Recast the listing below as a numbered list, leaving out any blank lines.

begin Rows

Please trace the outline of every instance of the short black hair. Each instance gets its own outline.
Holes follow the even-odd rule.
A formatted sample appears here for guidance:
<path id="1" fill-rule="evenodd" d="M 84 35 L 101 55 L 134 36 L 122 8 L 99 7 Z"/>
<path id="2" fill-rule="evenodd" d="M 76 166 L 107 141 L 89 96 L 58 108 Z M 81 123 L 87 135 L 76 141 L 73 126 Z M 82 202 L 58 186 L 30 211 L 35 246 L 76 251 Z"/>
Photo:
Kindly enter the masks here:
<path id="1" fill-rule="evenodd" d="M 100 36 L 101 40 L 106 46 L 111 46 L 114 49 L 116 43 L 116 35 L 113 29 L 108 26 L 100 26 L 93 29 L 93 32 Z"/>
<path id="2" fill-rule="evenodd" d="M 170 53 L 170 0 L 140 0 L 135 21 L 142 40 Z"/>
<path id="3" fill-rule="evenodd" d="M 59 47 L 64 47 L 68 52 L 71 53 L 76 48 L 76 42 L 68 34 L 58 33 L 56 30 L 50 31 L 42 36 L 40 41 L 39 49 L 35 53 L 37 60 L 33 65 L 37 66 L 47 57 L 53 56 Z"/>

end Rows

* [Answer]
1. Please trace the outline of every instance of the short black hair. Each instance gets its own outline.
2. Holes follow the even-odd rule.
3. A formatted sample appears here for guidance:
4. <path id="1" fill-rule="evenodd" d="M 84 35 L 101 55 L 134 36 L 122 8 L 99 7 Z"/>
5. <path id="2" fill-rule="evenodd" d="M 76 166 L 107 141 L 89 96 L 58 108 Z M 81 123 L 87 135 L 76 141 L 73 126 Z M 82 202 L 58 186 L 30 211 L 35 246 L 76 251 Z"/>
6. Photo:
7. Kindly enter the masks here:
8. <path id="1" fill-rule="evenodd" d="M 100 36 L 101 40 L 106 46 L 111 46 L 114 49 L 116 43 L 116 35 L 113 29 L 108 26 L 100 26 L 93 29 L 93 32 Z"/>
9. <path id="2" fill-rule="evenodd" d="M 170 53 L 170 0 L 140 0 L 135 21 L 142 40 Z"/>
10. <path id="3" fill-rule="evenodd" d="M 59 47 L 64 47 L 68 52 L 71 53 L 76 48 L 76 42 L 68 34 L 58 33 L 56 30 L 50 31 L 42 36 L 40 41 L 39 49 L 35 53 L 37 60 L 33 65 L 37 66 L 47 57 L 53 56 Z"/>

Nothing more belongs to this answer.